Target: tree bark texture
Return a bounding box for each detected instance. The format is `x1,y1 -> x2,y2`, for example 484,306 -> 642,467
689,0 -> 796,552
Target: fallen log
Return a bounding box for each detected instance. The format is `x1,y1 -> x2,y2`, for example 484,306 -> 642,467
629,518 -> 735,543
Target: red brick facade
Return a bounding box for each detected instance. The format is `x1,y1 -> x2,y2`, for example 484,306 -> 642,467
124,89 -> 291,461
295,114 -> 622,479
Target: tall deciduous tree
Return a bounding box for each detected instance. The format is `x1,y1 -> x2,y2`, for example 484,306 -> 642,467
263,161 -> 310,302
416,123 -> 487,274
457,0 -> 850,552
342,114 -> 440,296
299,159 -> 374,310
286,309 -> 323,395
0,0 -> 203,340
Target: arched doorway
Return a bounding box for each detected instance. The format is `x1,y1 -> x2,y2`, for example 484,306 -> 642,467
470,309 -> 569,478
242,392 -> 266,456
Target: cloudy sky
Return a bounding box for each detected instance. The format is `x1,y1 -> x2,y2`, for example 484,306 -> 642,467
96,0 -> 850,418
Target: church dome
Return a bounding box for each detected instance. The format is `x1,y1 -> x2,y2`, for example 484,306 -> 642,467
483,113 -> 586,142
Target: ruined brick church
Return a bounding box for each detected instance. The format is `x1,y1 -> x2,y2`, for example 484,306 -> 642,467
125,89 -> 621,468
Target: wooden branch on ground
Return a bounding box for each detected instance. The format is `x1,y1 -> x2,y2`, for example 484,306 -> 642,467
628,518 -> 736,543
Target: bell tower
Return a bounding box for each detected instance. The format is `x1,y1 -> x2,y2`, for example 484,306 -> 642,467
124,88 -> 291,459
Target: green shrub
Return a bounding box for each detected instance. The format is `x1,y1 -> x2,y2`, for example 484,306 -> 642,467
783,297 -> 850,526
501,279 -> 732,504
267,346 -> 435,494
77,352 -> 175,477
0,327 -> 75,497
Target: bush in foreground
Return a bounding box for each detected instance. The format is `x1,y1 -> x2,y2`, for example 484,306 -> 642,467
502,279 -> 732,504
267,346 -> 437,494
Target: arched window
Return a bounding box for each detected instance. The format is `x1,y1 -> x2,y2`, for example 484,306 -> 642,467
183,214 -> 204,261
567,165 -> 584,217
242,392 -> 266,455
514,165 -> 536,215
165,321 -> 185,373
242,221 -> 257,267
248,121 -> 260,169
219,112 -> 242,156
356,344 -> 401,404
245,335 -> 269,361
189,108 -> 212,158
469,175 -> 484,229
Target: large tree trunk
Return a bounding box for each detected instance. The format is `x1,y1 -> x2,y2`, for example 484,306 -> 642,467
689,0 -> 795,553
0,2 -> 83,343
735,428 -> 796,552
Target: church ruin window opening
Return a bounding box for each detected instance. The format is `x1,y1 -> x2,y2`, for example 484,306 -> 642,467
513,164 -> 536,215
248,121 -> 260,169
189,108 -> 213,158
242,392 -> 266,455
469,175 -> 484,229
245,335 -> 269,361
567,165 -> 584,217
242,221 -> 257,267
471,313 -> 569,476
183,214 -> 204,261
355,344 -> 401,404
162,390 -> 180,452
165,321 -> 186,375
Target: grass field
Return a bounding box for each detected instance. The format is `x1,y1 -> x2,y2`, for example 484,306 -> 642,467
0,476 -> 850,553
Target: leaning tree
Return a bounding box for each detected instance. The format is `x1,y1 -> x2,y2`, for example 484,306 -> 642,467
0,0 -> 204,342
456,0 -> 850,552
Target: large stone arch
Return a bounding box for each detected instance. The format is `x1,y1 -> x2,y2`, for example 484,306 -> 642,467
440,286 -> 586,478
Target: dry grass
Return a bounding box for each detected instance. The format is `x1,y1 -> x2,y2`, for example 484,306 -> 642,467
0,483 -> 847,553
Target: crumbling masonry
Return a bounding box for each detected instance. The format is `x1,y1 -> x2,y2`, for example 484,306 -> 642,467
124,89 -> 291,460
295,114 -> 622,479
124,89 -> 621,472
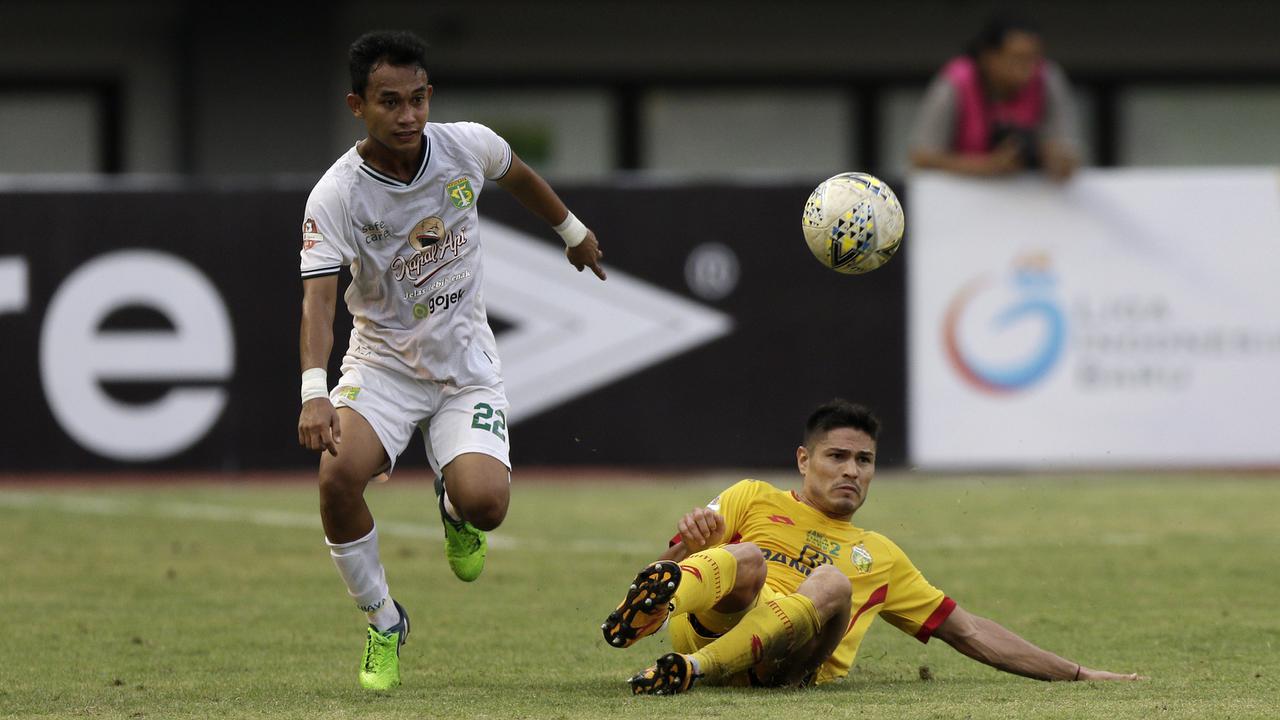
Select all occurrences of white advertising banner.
[906,169,1280,469]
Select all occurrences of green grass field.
[0,473,1280,720]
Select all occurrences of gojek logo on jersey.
[942,256,1066,393]
[390,215,467,286]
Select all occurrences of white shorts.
[329,363,511,475]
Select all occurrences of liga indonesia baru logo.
[942,256,1066,395]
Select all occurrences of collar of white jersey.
[356,131,431,187]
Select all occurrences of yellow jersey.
[691,480,955,683]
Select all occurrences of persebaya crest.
[444,178,476,210]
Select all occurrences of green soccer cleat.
[628,652,701,694]
[435,478,489,583]
[360,600,408,691]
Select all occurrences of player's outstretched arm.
[298,275,342,456]
[498,152,605,281]
[659,507,724,562]
[933,607,1144,680]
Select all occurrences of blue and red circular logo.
[942,260,1066,393]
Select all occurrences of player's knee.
[320,462,369,502]
[728,542,768,597]
[800,565,854,620]
[462,493,511,530]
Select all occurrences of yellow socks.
[671,547,737,614]
[681,589,818,678]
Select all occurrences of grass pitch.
[0,471,1280,720]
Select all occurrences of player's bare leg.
[320,407,408,691]
[320,407,388,543]
[444,452,511,530]
[436,452,511,582]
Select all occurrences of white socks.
[324,520,399,630]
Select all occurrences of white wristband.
[302,368,329,404]
[556,213,586,247]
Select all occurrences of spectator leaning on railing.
[910,17,1080,179]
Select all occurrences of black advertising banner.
[0,178,909,471]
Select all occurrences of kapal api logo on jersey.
[444,177,476,210]
[302,218,324,250]
[942,255,1066,395]
[390,215,470,286]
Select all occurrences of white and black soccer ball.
[804,173,906,275]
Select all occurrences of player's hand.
[1080,665,1149,680]
[298,397,342,457]
[1041,142,1080,182]
[983,137,1023,176]
[676,507,724,552]
[564,231,605,281]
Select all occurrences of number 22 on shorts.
[471,402,507,441]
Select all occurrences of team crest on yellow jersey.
[849,543,872,573]
[408,215,444,252]
[444,177,476,210]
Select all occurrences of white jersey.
[301,123,511,387]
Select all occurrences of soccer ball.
[803,173,906,275]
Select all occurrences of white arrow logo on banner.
[484,219,733,421]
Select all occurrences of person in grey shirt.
[910,17,1080,179]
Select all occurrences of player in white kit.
[298,32,604,689]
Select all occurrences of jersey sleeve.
[457,123,512,179]
[300,182,356,279]
[881,537,956,643]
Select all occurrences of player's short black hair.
[804,397,879,447]
[347,29,426,97]
[965,12,1041,58]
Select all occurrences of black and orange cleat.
[600,560,680,647]
[628,652,701,694]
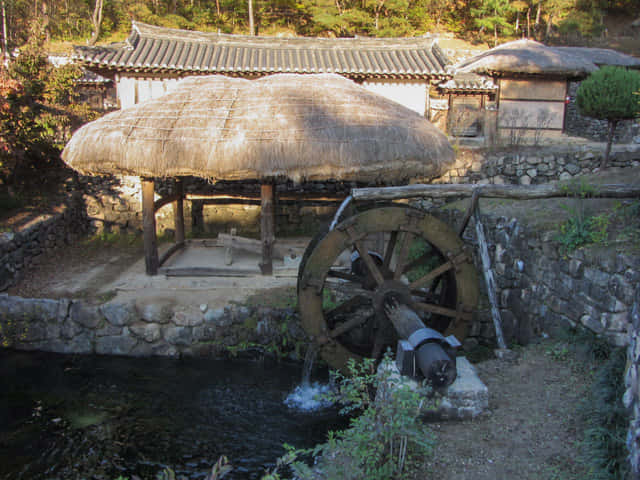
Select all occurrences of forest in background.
[0,0,638,54]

TASK DIRECTIONS: Convert everything in the listing from the line containing "Target: arched doorway" down to the line containing "267,346 -> 437,494", both of those lines included, into a JSON list of strings with one string per line and blank lines left out.

RESPONSE FOR THIS EXERCISE:
[
  "Target: arched doorway",
  "Return a bounding box for each detected instance. The format is `x1,y1 -> x2,y2`, for example 484,306 -> 642,467",
  "470,309 -> 569,478",
  "242,392 -> 266,456",
  "Target: cloudy sky",
  "Return a bounding box for each detected instance. The format is `x1,y1 -> x2,y2`, for example 484,306 -> 642,467",
  "96,0 -> 850,418",
  "Target: church dome",
  "Return a bounding box for each detected instance. The format is `x1,y1 -> x2,y2`, for example 484,306 -> 642,467",
  "483,113 -> 586,142",
  "Target: ruined brick church",
  "Return a bounding box for each detected instance. The format is `x1,y1 -> x2,y2`, for example 484,306 -> 642,467",
  "125,89 -> 621,468",
  "Target: wooden branch on ground",
  "Return a bounding box for each detected instance. The format is `x1,y1 -> x2,y2`, for example 484,306 -> 642,467",
  "628,518 -> 736,543",
  "Target: bell tower",
  "Return a bounding box for each detected instance. The format is `x1,y1 -> x2,y2`, for example 484,306 -> 642,467",
  "124,88 -> 291,459",
  "Target: green shrub",
  "Return a bounding box for each detected instance. The format is `x1,y1 -> x2,y2`, for example 484,306 -> 642,467",
  "783,297 -> 850,526",
  "501,279 -> 732,504",
  "267,346 -> 435,494",
  "77,352 -> 175,477",
  "0,327 -> 75,497",
  "Target: bush in foreground",
  "Return a bounding box for each detected instance. The format is `x1,y1 -> x2,y2`, for example 484,306 -> 642,467",
  "502,279 -> 732,504",
  "267,346 -> 437,494"
]